* DATA PROVIDED *
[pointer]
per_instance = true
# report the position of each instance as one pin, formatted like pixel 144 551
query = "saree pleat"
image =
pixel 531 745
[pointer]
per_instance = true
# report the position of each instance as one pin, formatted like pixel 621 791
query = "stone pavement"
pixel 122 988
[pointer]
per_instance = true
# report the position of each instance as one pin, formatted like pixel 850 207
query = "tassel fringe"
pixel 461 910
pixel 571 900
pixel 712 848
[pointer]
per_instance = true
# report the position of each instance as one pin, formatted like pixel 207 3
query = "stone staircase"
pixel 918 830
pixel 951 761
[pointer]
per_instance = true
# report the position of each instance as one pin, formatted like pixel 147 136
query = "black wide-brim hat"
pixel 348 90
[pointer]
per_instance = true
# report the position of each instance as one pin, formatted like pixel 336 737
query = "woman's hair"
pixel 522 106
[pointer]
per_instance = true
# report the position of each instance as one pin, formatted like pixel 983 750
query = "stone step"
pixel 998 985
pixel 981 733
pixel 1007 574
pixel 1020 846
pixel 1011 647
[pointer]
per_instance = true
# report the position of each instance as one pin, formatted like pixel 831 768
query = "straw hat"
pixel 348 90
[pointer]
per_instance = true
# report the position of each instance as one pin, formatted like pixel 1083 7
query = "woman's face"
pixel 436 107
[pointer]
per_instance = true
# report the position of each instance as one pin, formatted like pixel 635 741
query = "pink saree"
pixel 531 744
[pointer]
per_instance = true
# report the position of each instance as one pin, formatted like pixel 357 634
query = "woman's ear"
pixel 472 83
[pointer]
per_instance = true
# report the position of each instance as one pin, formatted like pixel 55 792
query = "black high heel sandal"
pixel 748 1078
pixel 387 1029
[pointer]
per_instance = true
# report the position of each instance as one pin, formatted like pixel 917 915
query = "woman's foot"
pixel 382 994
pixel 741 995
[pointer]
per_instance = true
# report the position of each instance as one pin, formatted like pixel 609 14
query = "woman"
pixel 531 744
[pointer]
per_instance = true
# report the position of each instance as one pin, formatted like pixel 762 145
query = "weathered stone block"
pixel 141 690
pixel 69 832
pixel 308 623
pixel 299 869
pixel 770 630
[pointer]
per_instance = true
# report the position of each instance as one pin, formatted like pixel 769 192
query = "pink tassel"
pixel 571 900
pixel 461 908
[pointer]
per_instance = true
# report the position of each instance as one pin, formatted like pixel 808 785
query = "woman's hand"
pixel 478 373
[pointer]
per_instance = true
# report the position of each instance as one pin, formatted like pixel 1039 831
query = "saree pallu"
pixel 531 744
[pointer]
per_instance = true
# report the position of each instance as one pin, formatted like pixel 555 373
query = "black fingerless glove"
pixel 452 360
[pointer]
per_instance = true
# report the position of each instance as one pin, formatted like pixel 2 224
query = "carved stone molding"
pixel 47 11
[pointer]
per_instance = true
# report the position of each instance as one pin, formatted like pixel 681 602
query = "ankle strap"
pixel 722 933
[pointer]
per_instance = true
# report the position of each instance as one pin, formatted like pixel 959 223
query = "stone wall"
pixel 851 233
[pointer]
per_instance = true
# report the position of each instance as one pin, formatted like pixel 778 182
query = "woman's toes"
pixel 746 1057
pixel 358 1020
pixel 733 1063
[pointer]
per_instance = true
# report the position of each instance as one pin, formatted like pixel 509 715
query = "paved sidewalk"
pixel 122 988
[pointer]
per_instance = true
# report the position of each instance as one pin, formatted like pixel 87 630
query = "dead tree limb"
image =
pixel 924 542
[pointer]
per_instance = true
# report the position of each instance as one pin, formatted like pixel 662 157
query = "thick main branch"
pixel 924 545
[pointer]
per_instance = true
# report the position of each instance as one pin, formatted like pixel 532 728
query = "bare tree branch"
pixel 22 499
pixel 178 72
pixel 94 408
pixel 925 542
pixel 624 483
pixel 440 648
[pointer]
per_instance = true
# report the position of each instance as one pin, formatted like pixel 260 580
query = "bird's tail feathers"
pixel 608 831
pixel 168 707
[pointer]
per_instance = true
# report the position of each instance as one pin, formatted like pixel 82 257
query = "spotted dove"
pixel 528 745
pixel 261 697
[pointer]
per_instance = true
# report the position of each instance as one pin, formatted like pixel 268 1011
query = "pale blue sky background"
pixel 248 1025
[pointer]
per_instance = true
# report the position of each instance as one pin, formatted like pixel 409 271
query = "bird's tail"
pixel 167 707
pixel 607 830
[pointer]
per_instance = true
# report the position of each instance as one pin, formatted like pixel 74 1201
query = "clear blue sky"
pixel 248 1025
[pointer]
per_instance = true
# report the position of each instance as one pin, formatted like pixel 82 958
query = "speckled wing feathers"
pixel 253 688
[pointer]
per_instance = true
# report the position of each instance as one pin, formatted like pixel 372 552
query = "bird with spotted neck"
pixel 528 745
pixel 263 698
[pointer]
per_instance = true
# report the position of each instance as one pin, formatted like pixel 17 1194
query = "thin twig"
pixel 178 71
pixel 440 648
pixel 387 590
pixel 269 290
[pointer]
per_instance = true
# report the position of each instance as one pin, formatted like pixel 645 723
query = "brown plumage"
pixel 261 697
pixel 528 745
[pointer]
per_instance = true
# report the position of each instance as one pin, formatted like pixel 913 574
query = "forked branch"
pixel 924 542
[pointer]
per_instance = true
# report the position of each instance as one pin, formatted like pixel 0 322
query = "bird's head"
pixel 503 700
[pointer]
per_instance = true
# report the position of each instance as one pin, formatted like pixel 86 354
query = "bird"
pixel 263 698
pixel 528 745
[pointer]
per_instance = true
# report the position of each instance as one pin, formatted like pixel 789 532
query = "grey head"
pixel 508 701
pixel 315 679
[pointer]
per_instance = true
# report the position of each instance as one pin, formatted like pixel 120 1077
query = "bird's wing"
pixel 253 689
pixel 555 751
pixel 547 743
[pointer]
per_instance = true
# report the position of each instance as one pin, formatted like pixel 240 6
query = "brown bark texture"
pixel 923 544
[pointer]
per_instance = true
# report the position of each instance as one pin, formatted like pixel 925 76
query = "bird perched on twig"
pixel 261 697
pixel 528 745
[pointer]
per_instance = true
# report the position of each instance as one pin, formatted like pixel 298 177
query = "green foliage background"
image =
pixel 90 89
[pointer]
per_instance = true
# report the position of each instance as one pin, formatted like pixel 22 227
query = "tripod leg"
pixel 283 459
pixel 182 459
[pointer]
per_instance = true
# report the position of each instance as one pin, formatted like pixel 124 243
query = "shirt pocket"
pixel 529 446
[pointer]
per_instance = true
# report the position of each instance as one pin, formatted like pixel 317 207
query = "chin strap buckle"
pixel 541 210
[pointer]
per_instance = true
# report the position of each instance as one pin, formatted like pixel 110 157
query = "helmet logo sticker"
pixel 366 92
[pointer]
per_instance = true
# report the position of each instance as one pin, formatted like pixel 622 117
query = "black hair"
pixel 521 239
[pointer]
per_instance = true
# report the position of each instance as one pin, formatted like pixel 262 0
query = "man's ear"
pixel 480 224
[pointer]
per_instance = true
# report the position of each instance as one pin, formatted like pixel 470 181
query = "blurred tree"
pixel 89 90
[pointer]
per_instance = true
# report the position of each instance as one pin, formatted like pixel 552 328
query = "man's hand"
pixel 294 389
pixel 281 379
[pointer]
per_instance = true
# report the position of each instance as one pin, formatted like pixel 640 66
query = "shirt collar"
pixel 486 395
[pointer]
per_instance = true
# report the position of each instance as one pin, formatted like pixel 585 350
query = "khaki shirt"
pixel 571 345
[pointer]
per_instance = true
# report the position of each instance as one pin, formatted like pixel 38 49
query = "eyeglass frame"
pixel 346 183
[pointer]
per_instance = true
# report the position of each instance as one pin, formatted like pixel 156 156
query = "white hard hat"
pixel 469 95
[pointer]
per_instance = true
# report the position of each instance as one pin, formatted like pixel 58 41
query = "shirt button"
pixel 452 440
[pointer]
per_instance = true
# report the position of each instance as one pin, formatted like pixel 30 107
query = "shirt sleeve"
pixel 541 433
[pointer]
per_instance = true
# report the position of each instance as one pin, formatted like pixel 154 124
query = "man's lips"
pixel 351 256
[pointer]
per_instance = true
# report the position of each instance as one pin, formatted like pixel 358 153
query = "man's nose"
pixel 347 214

* EXERCISE AIM *
Output the records, from the start through the line containing "pixel 522 106", as a two-column CSV with the header input,output. Each record gets one row, with its text in input and its answer in output. Each field is quoted, and its line breaks are replaced with spaces.

* ANSWER BELOW *
input,output
"[pointer] per_instance = true # report the position of each instance as one pin, formatted like pixel 144 551 query = ""saree pleat"" image =","pixel 531 745"
"[pointer] per_instance = true # report the position of each instance as one pin, formatted like pixel 621 791 query = ""stone pavement""","pixel 122 988"
"[pointer] per_instance = true # report the position of each instance as one pin, formatted like pixel 850 207 query = ""tassel fringe""","pixel 461 910 pixel 571 900 pixel 712 848"
"[pointer] per_instance = true # report the position of each instance as one pin, formatted like pixel 207 3 query = ""stone staircase""","pixel 918 830 pixel 951 761"
"[pointer] per_instance = true # report the position of each instance as one pin, formatted like pixel 147 136 query = ""black wide-brim hat""","pixel 348 90"
"[pointer] per_instance = true # report the position of each instance as one pin, formatted like pixel 336 737 query = ""woman's hair""","pixel 522 106"